-- Exercise inputs follows --

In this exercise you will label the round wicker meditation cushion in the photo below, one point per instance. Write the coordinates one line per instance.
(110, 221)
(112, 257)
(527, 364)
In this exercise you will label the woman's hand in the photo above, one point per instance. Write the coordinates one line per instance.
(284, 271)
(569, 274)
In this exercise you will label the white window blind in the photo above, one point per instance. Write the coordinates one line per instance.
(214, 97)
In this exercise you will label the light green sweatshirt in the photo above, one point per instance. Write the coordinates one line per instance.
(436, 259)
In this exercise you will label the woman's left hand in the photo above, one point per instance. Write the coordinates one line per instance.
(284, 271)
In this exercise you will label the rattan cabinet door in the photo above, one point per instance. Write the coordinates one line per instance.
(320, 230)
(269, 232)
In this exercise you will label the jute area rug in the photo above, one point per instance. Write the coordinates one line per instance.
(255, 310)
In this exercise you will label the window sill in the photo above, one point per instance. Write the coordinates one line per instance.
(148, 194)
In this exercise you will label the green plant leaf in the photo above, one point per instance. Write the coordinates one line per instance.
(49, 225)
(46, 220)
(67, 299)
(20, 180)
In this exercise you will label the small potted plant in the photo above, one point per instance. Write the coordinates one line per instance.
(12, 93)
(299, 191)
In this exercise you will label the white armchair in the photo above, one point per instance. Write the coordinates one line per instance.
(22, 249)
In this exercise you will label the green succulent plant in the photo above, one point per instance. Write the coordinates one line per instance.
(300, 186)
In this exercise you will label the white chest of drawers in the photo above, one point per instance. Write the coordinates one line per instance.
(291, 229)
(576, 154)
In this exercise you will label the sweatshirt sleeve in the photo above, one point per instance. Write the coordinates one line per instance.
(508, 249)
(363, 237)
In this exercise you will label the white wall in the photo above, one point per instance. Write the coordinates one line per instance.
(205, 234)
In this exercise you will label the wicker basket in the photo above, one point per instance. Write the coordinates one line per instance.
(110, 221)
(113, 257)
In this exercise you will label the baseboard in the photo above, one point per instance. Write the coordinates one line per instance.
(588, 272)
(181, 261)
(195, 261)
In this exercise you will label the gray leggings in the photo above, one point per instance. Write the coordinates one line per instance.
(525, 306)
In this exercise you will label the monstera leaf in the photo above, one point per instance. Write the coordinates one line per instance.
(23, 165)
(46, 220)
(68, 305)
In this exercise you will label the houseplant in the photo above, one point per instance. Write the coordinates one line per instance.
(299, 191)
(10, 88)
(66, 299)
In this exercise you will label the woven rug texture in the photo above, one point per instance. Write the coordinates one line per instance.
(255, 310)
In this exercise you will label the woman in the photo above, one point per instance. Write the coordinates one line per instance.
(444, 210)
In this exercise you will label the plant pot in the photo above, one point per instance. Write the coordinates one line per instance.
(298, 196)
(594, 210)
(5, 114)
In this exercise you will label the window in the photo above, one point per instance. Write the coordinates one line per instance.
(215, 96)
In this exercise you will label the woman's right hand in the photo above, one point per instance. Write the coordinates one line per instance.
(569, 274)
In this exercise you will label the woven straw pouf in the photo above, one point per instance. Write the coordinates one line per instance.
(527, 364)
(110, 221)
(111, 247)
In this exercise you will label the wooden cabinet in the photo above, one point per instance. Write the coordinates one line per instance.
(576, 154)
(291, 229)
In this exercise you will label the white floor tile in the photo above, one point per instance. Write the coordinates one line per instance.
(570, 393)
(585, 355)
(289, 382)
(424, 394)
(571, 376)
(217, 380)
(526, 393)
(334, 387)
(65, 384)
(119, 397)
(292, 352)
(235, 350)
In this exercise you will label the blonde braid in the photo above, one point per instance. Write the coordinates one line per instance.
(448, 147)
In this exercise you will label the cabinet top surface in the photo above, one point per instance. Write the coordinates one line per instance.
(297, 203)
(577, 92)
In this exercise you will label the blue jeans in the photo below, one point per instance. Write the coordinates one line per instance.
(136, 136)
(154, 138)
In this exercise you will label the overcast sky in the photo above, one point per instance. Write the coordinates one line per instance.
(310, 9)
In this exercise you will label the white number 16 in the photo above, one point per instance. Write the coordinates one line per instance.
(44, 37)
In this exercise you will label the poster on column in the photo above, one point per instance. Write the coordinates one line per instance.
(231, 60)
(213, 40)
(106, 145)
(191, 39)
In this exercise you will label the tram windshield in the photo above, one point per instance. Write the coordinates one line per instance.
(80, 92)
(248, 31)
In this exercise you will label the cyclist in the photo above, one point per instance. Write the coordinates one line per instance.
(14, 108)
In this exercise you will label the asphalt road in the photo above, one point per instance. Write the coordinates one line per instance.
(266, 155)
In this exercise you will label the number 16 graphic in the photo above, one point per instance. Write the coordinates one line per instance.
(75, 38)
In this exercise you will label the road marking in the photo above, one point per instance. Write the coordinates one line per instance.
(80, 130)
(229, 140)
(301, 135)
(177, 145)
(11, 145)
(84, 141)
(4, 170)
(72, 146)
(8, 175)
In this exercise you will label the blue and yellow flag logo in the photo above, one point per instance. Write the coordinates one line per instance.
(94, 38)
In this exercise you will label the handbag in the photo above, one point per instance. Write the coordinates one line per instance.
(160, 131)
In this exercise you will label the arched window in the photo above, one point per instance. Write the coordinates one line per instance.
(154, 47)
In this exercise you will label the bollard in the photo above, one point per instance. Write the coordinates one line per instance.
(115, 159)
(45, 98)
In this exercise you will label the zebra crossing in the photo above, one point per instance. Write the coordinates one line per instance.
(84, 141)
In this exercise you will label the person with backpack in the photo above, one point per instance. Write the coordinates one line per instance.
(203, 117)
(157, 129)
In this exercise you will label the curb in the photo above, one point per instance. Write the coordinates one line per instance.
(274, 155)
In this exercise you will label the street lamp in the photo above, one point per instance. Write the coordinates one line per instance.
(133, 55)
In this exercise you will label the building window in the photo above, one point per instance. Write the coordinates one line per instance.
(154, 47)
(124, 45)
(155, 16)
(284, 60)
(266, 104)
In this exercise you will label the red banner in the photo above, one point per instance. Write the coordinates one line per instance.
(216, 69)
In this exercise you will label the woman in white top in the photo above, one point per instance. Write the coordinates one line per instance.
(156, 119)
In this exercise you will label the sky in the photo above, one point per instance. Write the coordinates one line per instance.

-- Exercise inputs concluded --

## Aim of the task:
Each record, exactly as written, is to be printed again.

## Written reply:
In this exercise you will label the round wicker meditation cushion in the photo below, one point per instance. Write the coordinates one line per instance.
(110, 221)
(112, 257)
(527, 364)
In this exercise you will label the woman's hand in the photo above, one point per instance. Write the coordinates one line per instance.
(284, 271)
(569, 274)
In this exercise you will label the white window blind in the photo above, one point per instance. Write the coordinates one line per instance.
(214, 97)
In this exercise you will label the light green sweatshirt in the photo above, one point per instance. Write the coordinates one line per instance.
(436, 259)
In this exercise you will label the woman's left hand in the photo above, one point per instance. Write the coordinates one line per instance.
(284, 271)
In this exercise you will label the rattan cabinet door in the photo above, one point per instance. Write the coordinates one line per instance.
(320, 230)
(269, 232)
In this exercise you will label the jute area rug in the photo above, one point per instance. Write the coordinates one line per instance.
(255, 310)
In this exercise you will label the window sill in the photo above, one point per instance. Write the coordinates one line per instance.
(148, 194)
In this exercise you will label the green plant leaf in the photo above, one point per instance. Write the coordinates one line per instance.
(49, 225)
(46, 220)
(67, 299)
(20, 180)
In this exercise you will label the small potted plant in the photo above, one point per instance. Write the coordinates one line per instance.
(12, 93)
(299, 191)
In this exercise you will label the white armchair in the photo above, one point per instance. Write the coordinates one line per instance.
(22, 249)
In this exercise you will label the green succulent plant in the photo above, one point per instance. Write the coordinates one line per instance.
(300, 186)
In this exercise you will label the white chest of drawers in the photo above, one point per instance. Write the coordinates one line per instance.
(291, 229)
(576, 154)
In this exercise you will label the sweatshirt sleeve in the photo above, one point per instance. Write the coordinates one line per instance.
(508, 249)
(363, 237)
In this exercise you will label the white wall in the photo above, one point per instance. Write the coordinates one line per instance.
(205, 234)
In this exercise you will label the wicker basket in the photo above, one point per instance. Write the coordinates one line per instance.
(110, 221)
(113, 257)
In this exercise you will label the baseboard in the photo above, one point per instance. Write the coordinates one line per instance.
(588, 272)
(181, 261)
(195, 261)
In this exercise you will label the gray leggings in the photo above, one point per instance. Write the coordinates one line per instance.
(525, 306)
In this exercise you will label the monstera leaf in the photo above, one point per instance. Write the coordinates one line per instance.
(23, 165)
(46, 220)
(68, 305)
In this exercise you will label the houseplant in the photo above, one point per instance. Write the coordinates one line per instance.
(299, 191)
(10, 88)
(66, 299)
In this exercise you will label the woven rug texture in the photo above, one point per instance. Write the coordinates one line per instance.
(255, 310)
In this exercise you will label the woman in the photo above, one point per instance. Write the coordinates one line per instance.
(444, 210)
In this exercise you will label the plant pot in the photo above, one point per instance. Write the coordinates one line per instance.
(298, 196)
(594, 210)
(5, 114)
In this exercise you will label the window in the photo above, one point per instance. Write the coordinates one line per instance.
(215, 96)
In this exercise you will label the woman's right hand in the photo above, one point per instance. Write the coordinates one line per instance.
(569, 274)
In this exercise you will label the woven straw pouf in the photo above, one point per instance. Write the coordinates one line per instance.
(527, 364)
(110, 221)
(111, 247)
In this exercise you will label the wooden cabinet in the photo above, one point per instance. Write the coordinates one line per instance.
(576, 154)
(291, 229)
In this exercise you will label the white floor tile in the photo above, one point per instance. Write the coordinates one line per instance.
(570, 393)
(585, 355)
(289, 382)
(424, 394)
(571, 376)
(217, 380)
(526, 393)
(334, 387)
(65, 384)
(119, 397)
(292, 352)
(235, 350)
In this exercise you will label the blonde braid in the photo above, one point per instance. Write the coordinates one line per instance.
(448, 147)
In this exercise you will label the cabinet top surface in the photo above, one point per instance. Write the coordinates one line per instance.
(297, 203)
(577, 92)
In this exercise you will label the blue jeans in the photo below, one point per instance. Write the coordinates one line per instance.
(136, 136)
(154, 138)
In this exercise you will label the overcast sky in the photo above, one point per instance. Write the coordinates one line per instance.
(310, 9)
In this exercise you will label the white number 16 in the photo above, one point per instance. Write the coordinates one line per instance.
(44, 37)
In this exercise you will label the poster on column in the photo above, one point per instance. Write the coordinates one line per instance.
(231, 60)
(213, 40)
(106, 145)
(191, 39)
In this exercise you will label the tram windshield in the photo above, one point per instance. Write the coordinates one line per instance.
(80, 92)
(248, 31)
In this exercise you will label the cyclist in the photo above, one point per instance. Write the coordinates one line per instance.
(14, 108)
In this exercise you will label the asphalt road in the photo above, one point per instance. Write the coordinates one line per instance.
(266, 155)
In this exercise you will label the number 16 graphic in the photo above, one point per instance. Write the coordinates one line per instance.
(75, 38)
In this exercise you will label the road marking in the photo above, one point per instance. Write the coordinates one line per instance.
(80, 130)
(229, 140)
(301, 135)
(177, 145)
(11, 145)
(84, 141)
(4, 170)
(72, 146)
(8, 175)
In this exercise you will label the blue and yellow flag logo in the photo above, one point per instance. Write the coordinates one line per instance.
(94, 38)
In this exercise you will label the handbag in the photo above, one point per instance. Write the coordinates one line per instance.
(160, 131)
In this exercise you will label the arched window in the photo above, one point per instance. Write the coordinates one line per instance.
(154, 47)
In this exercise you will label the bollard in the photo above, one point per instance. Write the coordinates one line per instance.
(115, 159)
(45, 98)
In this exercise you will label the zebra crossing in the photo above, one point per instance. Write the coordinates one line per instance.
(84, 141)
In this exercise you will label the person with backpack in the photo above, one point per instance. Write the coordinates one line per instance.
(203, 117)
(157, 129)
In this exercise you will label the curb in the photo above, one point per instance. Write the coordinates one line per instance.
(274, 155)
In this exercise you will label the street lamp in the photo above, one point per instance. Write the coordinates one line per instance.
(133, 55)
In this exercise you will label the building window in the photo above, one point per instance. Write the coordinates one line per instance.
(154, 47)
(124, 45)
(155, 16)
(284, 60)
(266, 104)
In this exercise you will label the red banner in the photo above, one point per instance. Write the coordinates one line per instance.
(216, 69)
In this exercise you will label the woman in white top in the photo above, one point per instance. Write the coordinates one line per instance.
(156, 119)
In this exercise you will label the sky in the photo above, one point per instance. Write the coordinates one line per instance.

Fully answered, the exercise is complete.